__TEXT PROVIDED__.
□ □ □

CRUK’s income down due to fall in Race for Life participants

06 Jul 2018 News

Cancer Research UK’s group income has dropped by 2 per cent to £634m, due to a decline in the number of participants in its Race for Life event, the charity’s latest annual accounts have shown.

The accounts for the year ending March 2018 show that CRUK raised £527m through its fundraising and trading activities, which was 3 per cent lower than last year.

CRUK said in its accounts that this fall in income “primarily reflected a decline in the number of participants in our flagship event, Race for Life, marginally offset by increased royalty income”.

The charity’s expenditure also fell by £13m to £652m, which came in part from a drop in fundraising spending by £7m. Its charitable expenditure decreased by 1 per cent to £466m, comprising of £423m for research, a drop of £10m from the previous year, and £43m for policy and information work.

However, CRUK said that its corporate partners have grown this year, with an “outstanding contribution of £13.4m from our continued partnerships with BT, HSBC, M&Co, Scottish Power, Tesco, TK Maxx and Ultra White-Collar Boxing”.

Legacy giving remains CRUK’s single biggest source of fundraising income, with over £181.5m raised in the year. Over 6,000 legacies were left to Cancer Research UK with some individual gifts in excess of £4m.

The income for the year for the charity only was £561.9m, down from £595.5m.

The previous yearis accounts, for the year ending March 2017, showed the charity’s total income at £679.2m, which included £32m from an exceptional gain from property transactions. This came from the completion of two major property transactions, one was the selling of its former London Research Institute (LRI) laboratory sites, and the other was from the charity committing to relocate its head office from Angel to Stratford. The head office move is due to take place in 2019.

Race for Life

CRUK said that the fall in participants in its flagship Race for Life event was due to “technology issues” which led to the charity delaying the launch of the race.

It said: “This year, due to some technology issues, we decided to delay the launch of the website until they were fixed, delaying online sign-ups for several weeks. This was disappointing, and resulted in a lower fundraising total than anticipated. However, we have worked hard to address these issues.”

Last year's Race for Life raised £32m. 

CRUK said it is positive for its 2018 Race for Life season, and said it will “continue to look for new opportunities for Race for Life in future years”.

The charity’s 2016/17 accounts had said that it had seen a fall in participants of 10 per cent, which it said was due to more competitor events.

Events fundraising in the year ending in 2018 was £49m, down from £65m the previous year. 

The charity’s highest paid member of staff was the charity’s former chief executive Harpal Kumar who earned £244,000. Kumar stood down from the charity at the end of last month. He is being replaced by Michelle Mitchell, chief executive of MS Society UK.

Kumar said: “After 11 years as chief executive, and 15 years in total, this is my final year at Cancer Research UK. It’s been an incredible experience, and I would like to thank everyone I’ve had the pleasure of working with over the years. 

“The charity’s work is far from done – cancer is still a disease that places a terrible burden on our society – but I feel proud to have led an organisation that has saved millions of lives, and will save millions more, and to be leaving the charity in prime shape to continue its progress towards our vision of beating cancer.”

CRUK’s average headcount for the group and charity both grew, with the group having 4,105 employees, up from 3,909, and the charity’s headcount growing to 3,675, from 3,504.

□ □ □

Point-per-instance localization data
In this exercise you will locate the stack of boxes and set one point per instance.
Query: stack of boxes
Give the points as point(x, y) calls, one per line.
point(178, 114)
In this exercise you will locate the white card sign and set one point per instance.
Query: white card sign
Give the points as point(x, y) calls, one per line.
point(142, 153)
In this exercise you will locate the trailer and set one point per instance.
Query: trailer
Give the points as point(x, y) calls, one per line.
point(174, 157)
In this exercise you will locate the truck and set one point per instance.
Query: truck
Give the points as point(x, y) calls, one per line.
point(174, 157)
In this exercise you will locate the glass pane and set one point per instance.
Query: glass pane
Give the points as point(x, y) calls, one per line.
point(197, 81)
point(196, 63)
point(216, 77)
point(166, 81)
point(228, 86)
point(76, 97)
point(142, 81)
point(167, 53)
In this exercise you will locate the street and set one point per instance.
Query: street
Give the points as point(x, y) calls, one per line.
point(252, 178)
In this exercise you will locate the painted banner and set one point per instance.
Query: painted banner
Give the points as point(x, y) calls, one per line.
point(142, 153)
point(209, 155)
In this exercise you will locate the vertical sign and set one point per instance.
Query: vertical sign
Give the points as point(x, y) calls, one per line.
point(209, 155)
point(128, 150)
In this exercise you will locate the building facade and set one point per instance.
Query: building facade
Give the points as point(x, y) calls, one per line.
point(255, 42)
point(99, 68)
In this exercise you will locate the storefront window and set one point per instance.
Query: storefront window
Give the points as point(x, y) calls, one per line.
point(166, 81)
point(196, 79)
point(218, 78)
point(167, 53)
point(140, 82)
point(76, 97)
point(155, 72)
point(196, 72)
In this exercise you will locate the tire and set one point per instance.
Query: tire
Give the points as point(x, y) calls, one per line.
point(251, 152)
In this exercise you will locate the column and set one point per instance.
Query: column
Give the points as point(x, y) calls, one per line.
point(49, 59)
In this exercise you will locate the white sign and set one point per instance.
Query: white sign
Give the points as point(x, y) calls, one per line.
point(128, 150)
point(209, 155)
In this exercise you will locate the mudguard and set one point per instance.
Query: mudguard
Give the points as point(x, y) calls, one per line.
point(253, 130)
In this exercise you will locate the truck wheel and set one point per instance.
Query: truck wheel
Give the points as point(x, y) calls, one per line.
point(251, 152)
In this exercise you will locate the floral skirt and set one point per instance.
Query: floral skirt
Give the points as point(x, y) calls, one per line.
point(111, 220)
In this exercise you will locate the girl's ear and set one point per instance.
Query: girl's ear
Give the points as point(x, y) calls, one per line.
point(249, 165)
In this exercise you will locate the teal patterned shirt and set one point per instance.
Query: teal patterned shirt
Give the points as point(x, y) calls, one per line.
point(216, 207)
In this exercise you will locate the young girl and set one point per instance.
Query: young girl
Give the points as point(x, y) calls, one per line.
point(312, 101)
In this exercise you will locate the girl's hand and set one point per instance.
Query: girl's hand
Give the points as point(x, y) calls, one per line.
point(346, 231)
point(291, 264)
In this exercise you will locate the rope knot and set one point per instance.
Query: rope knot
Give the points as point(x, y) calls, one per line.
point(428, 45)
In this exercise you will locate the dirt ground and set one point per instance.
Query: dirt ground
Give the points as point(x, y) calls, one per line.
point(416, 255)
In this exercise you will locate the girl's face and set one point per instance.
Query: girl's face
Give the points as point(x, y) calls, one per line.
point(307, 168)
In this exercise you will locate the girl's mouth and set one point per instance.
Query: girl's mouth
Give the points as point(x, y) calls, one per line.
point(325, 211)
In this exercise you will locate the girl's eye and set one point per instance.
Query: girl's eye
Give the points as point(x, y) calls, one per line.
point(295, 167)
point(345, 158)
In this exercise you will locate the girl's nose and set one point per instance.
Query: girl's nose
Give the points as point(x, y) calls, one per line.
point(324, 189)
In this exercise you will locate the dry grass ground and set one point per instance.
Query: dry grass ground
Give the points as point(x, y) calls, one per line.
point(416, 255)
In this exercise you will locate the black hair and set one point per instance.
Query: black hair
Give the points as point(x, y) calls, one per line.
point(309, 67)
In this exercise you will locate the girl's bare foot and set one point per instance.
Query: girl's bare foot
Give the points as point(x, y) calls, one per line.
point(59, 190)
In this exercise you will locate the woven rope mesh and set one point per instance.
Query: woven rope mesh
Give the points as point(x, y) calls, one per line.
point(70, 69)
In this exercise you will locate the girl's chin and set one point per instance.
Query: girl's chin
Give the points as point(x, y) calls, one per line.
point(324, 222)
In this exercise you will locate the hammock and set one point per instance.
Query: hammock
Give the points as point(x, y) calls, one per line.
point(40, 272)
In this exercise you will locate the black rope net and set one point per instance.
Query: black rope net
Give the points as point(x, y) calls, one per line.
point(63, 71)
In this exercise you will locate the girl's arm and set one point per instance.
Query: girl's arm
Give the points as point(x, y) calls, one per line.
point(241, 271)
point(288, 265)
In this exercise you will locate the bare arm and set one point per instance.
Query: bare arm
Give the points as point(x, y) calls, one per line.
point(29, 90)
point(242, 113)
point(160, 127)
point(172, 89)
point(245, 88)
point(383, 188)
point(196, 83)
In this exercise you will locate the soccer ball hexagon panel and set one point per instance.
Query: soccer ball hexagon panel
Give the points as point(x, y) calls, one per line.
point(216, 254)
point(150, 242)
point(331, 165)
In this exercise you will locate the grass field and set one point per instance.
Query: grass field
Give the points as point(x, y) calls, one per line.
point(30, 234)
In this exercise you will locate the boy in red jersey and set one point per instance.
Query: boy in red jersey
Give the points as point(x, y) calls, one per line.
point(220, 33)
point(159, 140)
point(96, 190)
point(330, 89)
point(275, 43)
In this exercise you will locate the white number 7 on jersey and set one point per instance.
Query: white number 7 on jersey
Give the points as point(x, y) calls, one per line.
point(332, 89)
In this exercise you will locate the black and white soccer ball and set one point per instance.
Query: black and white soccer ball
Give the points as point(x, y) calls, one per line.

□ □ □

__EXERCISE BRIEF__.
List every corporate partner named in the news article on Cancer Research UK's income.

__ANSWER TO THE PROBLEM__.
BT, HSBC, M&Co, Scottish Power, Tesco, TK Maxx, Ultra White-Collar Boxing